Exercise details:
Give back the data below word for word. Any image in it should be left out.

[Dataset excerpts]
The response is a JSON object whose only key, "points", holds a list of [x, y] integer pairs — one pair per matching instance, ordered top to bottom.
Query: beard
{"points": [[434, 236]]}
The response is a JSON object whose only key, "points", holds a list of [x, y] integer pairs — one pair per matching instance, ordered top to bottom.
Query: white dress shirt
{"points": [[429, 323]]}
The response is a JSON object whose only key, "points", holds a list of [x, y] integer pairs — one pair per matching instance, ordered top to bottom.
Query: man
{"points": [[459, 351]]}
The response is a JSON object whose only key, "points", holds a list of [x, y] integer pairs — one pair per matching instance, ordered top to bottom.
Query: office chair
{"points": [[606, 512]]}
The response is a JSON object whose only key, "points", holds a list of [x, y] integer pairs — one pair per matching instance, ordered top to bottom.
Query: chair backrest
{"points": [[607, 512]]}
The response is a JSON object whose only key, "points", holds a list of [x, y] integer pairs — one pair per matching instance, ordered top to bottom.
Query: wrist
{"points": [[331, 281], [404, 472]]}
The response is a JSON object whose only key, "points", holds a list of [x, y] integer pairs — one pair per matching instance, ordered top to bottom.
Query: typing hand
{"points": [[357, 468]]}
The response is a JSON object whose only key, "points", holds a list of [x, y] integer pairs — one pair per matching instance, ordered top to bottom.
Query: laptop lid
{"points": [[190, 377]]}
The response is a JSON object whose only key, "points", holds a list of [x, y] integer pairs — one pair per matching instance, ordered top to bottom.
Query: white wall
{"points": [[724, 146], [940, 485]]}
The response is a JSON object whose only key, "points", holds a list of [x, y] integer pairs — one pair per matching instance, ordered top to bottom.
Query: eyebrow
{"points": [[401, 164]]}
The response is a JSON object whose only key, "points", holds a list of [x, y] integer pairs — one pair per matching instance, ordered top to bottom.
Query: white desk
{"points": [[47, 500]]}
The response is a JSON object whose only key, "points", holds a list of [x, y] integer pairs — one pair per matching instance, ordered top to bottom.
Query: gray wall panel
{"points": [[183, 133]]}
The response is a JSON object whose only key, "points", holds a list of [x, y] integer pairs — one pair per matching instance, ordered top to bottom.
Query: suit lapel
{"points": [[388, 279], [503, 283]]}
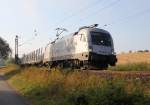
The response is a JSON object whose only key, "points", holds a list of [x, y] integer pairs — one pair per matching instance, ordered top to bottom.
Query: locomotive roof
{"points": [[86, 28]]}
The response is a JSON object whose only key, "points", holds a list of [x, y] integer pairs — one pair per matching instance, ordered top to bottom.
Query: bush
{"points": [[132, 67]]}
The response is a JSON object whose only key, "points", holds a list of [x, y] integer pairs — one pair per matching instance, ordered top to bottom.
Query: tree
{"points": [[4, 49]]}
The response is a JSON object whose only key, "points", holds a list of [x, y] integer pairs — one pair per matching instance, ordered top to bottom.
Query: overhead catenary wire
{"points": [[89, 6], [99, 11]]}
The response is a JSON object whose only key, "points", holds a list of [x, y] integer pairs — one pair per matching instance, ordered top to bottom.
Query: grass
{"points": [[132, 67], [43, 87]]}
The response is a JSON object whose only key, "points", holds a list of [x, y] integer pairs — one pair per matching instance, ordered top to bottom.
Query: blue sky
{"points": [[128, 21]]}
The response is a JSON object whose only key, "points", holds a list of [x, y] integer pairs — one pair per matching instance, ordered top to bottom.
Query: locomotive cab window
{"points": [[83, 38], [99, 38]]}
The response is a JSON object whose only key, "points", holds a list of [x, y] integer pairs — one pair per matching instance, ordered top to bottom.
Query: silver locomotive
{"points": [[90, 47]]}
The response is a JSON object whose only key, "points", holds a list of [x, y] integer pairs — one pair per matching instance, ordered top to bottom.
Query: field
{"points": [[129, 58], [68, 87]]}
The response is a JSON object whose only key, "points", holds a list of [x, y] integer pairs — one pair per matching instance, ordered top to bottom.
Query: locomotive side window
{"points": [[99, 38]]}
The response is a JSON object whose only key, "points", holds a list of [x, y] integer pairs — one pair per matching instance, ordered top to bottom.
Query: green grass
{"points": [[131, 67], [55, 87]]}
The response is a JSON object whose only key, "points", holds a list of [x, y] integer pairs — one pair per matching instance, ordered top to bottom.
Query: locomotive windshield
{"points": [[99, 38]]}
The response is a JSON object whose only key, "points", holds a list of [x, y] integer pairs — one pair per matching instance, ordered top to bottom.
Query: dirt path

Response to the exercise:
The response is a JSON object whose only key, "points", holds a list of [x, y] integer pairs — one pair per matching instance, ordered top to bottom.
Query: beard
{"points": [[434, 236]]}
The response is a JSON object whose only key, "points", holds a list of [x, y] integer pairs — one pair per matching instance, ordered top to bottom.
Query: white dress shirt
{"points": [[429, 323]]}
The response is a JSON object whose only key, "points", holds a list of [x, y] integer pairs — one pair per matching instance, ordered top to bottom.
Query: man
{"points": [[459, 351]]}
The response is a JSON object whose only key, "points", holds a list of [x, y] integer pairs — one pair per matching instance, ordered top to bottom.
Query: office chair
{"points": [[606, 512]]}
The response is a JSON object whose only key, "points", holds a list of [x, y] integer pairs — one pair per matching instance, ordered top to bottom.
Query: chair backrest
{"points": [[607, 512]]}
The response is a JSON object whose only key, "points", holds a list of [x, y] integer pairs — one pair per matching instance, ordered top to bottom.
Query: wrist
{"points": [[331, 281], [404, 472]]}
The response is a JSON object whose only key, "points", holds a list of [x, y] integer pairs — one pair per matching instance, ordered top to bottom.
Query: typing hand
{"points": [[357, 468]]}
The response is a JSON object whose only key, "points", holds a list of [x, y] integer pairs — one pair per matching instance, ordered top to bottom.
Query: laptop lid
{"points": [[190, 377]]}
The response is a JSON object whose only key, "points", holds a list of [x, y] integer pairs — one pair per matching instance, ordered top to bottom.
Query: white wall
{"points": [[724, 146], [940, 485]]}
The response is a JSON object whose only key, "points", holds a list of [x, y] integer pairs — one pair per matching instance, ordered top to bottom.
Query: eyebrow
{"points": [[401, 164]]}
The response is a JSON object whose only key, "points", holds a list of [x, y] integer pairs — one pair per matching instance, ordered top to bottom.
Query: white desk
{"points": [[47, 500]]}
The response is a JSON object whose only key, "points", holds a list of [x, y] integer pairs — one pair per matching instance, ordered top to bottom.
Query: gray wall panel
{"points": [[183, 133]]}
The response is a JSON object whose only key, "points", holds a list of [x, y] integer pairs — one pair per matching instance, ordered top to bottom.
Query: suit lapel
{"points": [[388, 279], [503, 283]]}
The response is a JSON object whose only key, "points", holds a list of [x, y] integer pairs — one pair per matching instance, ordered top to bottom.
Query: locomotive roof
{"points": [[86, 28]]}
The response is a JSON object whose only key, "points", holds a list of [x, y] integer pairs — one pair per matching instance, ordered top to bottom.
Query: bush
{"points": [[132, 67]]}
The response is a JSON object whose only key, "points", holds a list of [x, y] integer pairs — one pair per matching instance, ordered top to bottom.
Query: tree
{"points": [[4, 49]]}
The response is a JSON object whose only key, "points", holds a list of [x, y] integer pairs — one pair per matching instance, ordered top to bottom.
Query: overhead catenary wire
{"points": [[89, 6], [99, 11]]}
The response is a JSON object whose only key, "points", holds a list of [x, y] integer pairs — one pair per matching instance, ordered top to bottom.
Query: grass
{"points": [[132, 67], [43, 87]]}
The response is a JSON object whose only key, "points", holds a list of [x, y] integer pairs — one pair per matching instance, ordered top to bottom.
Query: blue sky
{"points": [[128, 21]]}
The response is a JSON object whose only key, "points", holds a list of [x, y] integer pairs — one pair per matching instance, ordered top to bottom.
Query: locomotive cab window
{"points": [[83, 38], [99, 38]]}
The response is a JSON object whose only key, "points", holds a list of [x, y] integer pairs — one pair per matching instance, ordered top to bottom.
Query: silver locomotive
{"points": [[90, 47]]}
The response is a JSON object whose only key, "points", holds a list of [x, y] integer pairs — one pair per matching instance, ordered top to bottom.
Query: field
{"points": [[129, 58], [68, 87]]}
The response is a JSON object whose only key, "points", holds a list of [x, y] integer pairs — one pair per matching instance, ordered top to bottom.
Query: locomotive side window
{"points": [[99, 38]]}
The response is a JSON object whose only key, "points", holds a list of [x, y] integer pairs — one pair per matching instance, ordered top to bottom.
Query: green grass
{"points": [[131, 67], [55, 87]]}
The response is a JSON object whose only key, "points", holds a list of [x, y] integer pairs — one pair per matching instance, ordered top to bottom.
Query: locomotive windshield
{"points": [[99, 38]]}
The response is a JSON object whose only key, "points", holds a list of [x, y] integer pairs — one pair per matching instance, ordered top to bottom.
Query: dirt path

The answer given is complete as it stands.